Working data ->
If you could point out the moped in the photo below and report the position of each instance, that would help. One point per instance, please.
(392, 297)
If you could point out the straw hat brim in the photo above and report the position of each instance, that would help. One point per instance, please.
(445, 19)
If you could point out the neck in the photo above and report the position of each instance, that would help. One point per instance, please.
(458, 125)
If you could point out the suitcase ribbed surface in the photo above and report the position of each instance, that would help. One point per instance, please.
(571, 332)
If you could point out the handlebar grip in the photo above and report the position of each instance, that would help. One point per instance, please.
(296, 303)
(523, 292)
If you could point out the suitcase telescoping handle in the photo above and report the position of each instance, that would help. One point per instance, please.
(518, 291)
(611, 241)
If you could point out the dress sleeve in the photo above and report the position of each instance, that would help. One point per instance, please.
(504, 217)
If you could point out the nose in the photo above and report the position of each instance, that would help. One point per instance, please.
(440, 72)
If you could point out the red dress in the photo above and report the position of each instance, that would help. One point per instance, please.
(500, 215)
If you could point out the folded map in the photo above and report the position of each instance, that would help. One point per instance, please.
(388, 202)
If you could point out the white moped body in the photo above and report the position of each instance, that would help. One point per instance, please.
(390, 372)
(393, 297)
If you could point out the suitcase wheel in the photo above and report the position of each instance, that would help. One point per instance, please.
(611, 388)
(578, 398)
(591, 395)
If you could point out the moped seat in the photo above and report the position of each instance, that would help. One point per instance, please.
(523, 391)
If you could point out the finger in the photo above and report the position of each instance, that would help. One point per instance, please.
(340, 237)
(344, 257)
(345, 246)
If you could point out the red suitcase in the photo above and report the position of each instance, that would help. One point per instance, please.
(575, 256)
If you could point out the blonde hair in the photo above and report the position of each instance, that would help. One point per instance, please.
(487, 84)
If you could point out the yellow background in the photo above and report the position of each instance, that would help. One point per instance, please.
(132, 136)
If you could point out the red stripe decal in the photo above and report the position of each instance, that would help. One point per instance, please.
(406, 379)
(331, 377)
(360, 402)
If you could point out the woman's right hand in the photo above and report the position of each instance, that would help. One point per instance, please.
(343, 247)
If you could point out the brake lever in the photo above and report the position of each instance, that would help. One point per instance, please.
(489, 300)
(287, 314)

Instructions for the task ->
Extract each entry in full, exactly as given.

Expected answer ->
If you could point out the moped in the photo below and report the position of each instance, that would help. One point per instance, please.
(392, 297)
If you could point out the straw hat brim in the photo above and report the position of each instance, that would help. One point per instance, please.
(445, 19)
If you could point out the neck in the photo above and report the position of each instance, that would help. One point per instance, please.
(458, 125)
If you could point out the suitcase ribbed surface in the photo above and report the position of each instance, that would help. One point per instance, please.
(571, 332)
If you could point out the handlebar grip in the photo above and report the position of each instance, that would help. One point per instance, please.
(296, 303)
(523, 292)
If you could point out the suitcase telescoping handle in the photo above and report the position of each instance, that would help. One point per instance, please.
(518, 291)
(611, 241)
If you could point out the dress sleeve in the photo above and report the position of each instance, that would help. One point per instance, please.
(504, 217)
If you could point out the nose in the photo above and report the position of each instance, that would help. One point per instance, please.
(440, 72)
If you could point out the red dress in the photo above and report the position of each instance, that would help. One point per instance, please.
(500, 215)
If you could point out the folded map in the photo above and report the position of each instance, that would help. One point per instance, please.
(388, 202)
If you could point out the white moped body in the photo above and report the position of each instance, that would help. One point per instance, please.
(390, 372)
(393, 297)
If you could point out the suitcase wheel in the photo above and report the position of each instance, that would help. One point per instance, please.
(611, 388)
(578, 398)
(591, 395)
If you could point out the moped seat in the photo above and report the position of each instance, that would help. One point per instance, please.
(523, 391)
If you could point out the finger in the photo above and report the position of each instance, that would help. One point per instance, please.
(340, 237)
(344, 257)
(345, 246)
If you could point out the red suitcase in the photo above and report the position of each instance, that would help. One point per instance, please.
(575, 256)
If you could point out the blonde hair in the photo above and report the position of each instance, that would help. One point per instance, please.
(487, 84)
If you could point out the yellow background in the photo above and report the position of each instance, that would help. One point per instance, please.
(132, 136)
If you could point out the red stripe decal in the photo above and report the position of each instance, that would help. One point per instance, please.
(406, 379)
(331, 377)
(360, 402)
If you could point out the woman's right hand in the photo above and report the position of each instance, that would help. One point per instance, please.
(343, 247)
If you could point out the brake lever in the photo above and report the position of each instance, that would help. One point per instance, please.
(489, 300)
(287, 314)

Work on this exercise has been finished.